INSTRUCTIONS TO FOLLOW: Which lines in the items below contain the word "white"? Pull out each of those lines in full.

EXTRACTED DATA:
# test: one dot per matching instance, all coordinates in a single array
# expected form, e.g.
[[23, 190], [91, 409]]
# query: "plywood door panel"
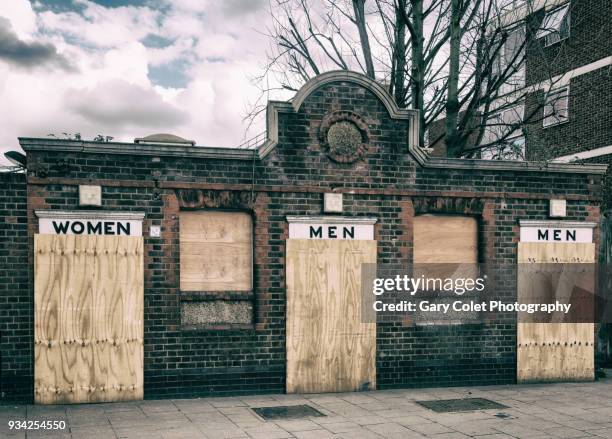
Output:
[[216, 252], [554, 351], [88, 318], [329, 349]]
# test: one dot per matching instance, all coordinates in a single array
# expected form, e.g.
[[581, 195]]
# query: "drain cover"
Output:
[[460, 405], [287, 412]]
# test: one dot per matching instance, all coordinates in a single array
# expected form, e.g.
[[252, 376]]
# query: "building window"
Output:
[[509, 60], [216, 251], [556, 107], [503, 135], [555, 26]]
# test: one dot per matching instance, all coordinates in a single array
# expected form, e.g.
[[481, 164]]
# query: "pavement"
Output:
[[563, 410]]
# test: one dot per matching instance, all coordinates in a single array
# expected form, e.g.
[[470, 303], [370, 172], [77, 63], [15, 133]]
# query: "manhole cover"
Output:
[[287, 412], [460, 405]]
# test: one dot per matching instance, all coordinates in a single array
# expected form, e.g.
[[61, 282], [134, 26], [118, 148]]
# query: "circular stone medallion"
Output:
[[345, 136]]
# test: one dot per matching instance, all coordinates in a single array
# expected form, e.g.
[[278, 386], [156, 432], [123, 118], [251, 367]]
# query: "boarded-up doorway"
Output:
[[554, 351], [329, 349], [88, 314]]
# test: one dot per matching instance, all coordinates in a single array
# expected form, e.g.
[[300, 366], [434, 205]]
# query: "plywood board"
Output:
[[329, 349], [554, 351], [216, 251], [88, 318], [445, 239]]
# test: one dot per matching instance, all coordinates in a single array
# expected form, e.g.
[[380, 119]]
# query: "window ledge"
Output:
[[218, 327], [563, 122], [201, 296]]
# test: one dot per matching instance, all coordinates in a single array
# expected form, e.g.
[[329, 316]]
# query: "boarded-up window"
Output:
[[445, 247], [442, 238], [216, 251]]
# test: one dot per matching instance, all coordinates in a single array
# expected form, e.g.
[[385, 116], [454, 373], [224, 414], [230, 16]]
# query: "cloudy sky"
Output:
[[130, 68]]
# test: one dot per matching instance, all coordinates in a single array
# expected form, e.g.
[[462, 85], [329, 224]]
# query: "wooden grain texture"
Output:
[[88, 318], [554, 351], [216, 251], [445, 238], [329, 349]]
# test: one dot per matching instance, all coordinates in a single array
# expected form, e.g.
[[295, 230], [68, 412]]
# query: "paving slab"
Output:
[[561, 410]]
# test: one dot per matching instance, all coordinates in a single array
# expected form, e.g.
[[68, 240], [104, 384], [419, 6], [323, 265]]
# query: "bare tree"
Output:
[[459, 61]]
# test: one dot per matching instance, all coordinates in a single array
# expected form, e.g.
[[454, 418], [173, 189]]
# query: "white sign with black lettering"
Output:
[[556, 231], [328, 227], [89, 223]]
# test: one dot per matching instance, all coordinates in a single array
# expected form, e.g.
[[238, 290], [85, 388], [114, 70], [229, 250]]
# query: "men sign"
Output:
[[89, 223], [331, 227], [556, 231]]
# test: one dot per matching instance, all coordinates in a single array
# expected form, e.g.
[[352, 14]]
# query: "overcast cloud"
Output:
[[130, 68], [27, 54]]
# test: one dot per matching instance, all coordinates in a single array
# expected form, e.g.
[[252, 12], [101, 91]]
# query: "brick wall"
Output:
[[387, 184], [589, 41], [590, 119], [15, 300]]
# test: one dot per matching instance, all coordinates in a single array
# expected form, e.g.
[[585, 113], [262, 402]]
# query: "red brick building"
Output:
[[341, 134]]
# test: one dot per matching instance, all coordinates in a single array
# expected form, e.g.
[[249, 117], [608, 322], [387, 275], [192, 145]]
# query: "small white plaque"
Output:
[[557, 209], [332, 203], [90, 195]]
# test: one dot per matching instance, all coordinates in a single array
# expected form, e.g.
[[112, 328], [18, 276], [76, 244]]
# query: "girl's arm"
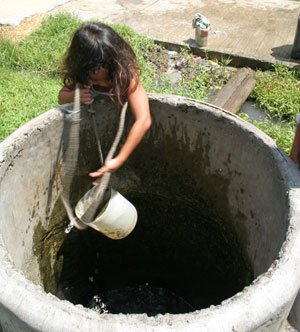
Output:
[[139, 104], [66, 95], [295, 151]]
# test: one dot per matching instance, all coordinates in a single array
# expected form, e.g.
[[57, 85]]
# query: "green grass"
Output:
[[278, 92], [30, 79]]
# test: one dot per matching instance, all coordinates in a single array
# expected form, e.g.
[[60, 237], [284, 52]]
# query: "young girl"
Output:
[[103, 63]]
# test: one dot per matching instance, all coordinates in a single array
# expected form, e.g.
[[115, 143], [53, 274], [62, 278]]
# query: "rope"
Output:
[[89, 214], [72, 126]]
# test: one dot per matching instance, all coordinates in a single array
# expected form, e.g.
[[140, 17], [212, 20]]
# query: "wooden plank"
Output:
[[240, 95]]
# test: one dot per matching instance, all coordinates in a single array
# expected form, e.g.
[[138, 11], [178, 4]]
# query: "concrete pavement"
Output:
[[256, 33], [253, 32]]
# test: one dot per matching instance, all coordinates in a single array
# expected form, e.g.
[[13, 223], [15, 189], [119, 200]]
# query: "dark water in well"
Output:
[[178, 259]]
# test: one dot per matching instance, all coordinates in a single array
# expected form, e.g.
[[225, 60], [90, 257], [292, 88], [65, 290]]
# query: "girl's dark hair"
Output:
[[97, 46]]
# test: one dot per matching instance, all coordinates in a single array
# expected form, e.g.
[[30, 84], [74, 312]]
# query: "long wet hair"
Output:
[[96, 46]]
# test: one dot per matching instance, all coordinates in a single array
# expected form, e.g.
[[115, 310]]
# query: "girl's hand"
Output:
[[109, 167], [66, 95], [85, 95]]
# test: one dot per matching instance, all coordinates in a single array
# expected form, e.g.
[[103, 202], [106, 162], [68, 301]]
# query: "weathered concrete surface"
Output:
[[254, 33], [222, 161]]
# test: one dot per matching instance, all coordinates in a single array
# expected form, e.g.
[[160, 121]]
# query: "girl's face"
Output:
[[100, 78]]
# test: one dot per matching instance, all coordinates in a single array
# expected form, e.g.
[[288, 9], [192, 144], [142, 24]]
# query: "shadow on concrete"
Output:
[[282, 53]]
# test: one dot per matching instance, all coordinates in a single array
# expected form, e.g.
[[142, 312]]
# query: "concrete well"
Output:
[[218, 226]]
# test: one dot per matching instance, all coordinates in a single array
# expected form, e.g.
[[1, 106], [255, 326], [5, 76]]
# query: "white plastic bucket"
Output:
[[117, 218]]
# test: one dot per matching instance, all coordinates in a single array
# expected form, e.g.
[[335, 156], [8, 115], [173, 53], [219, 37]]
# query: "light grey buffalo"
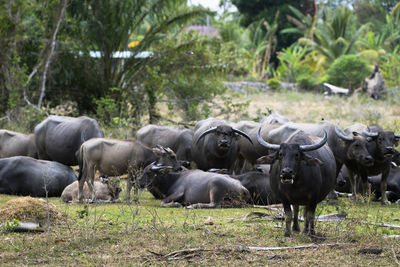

RESULT FOR THIS EXERCISE:
# query: "white sign with black lettering"
# query: "small white plaque"
# query: "white plastic bucket"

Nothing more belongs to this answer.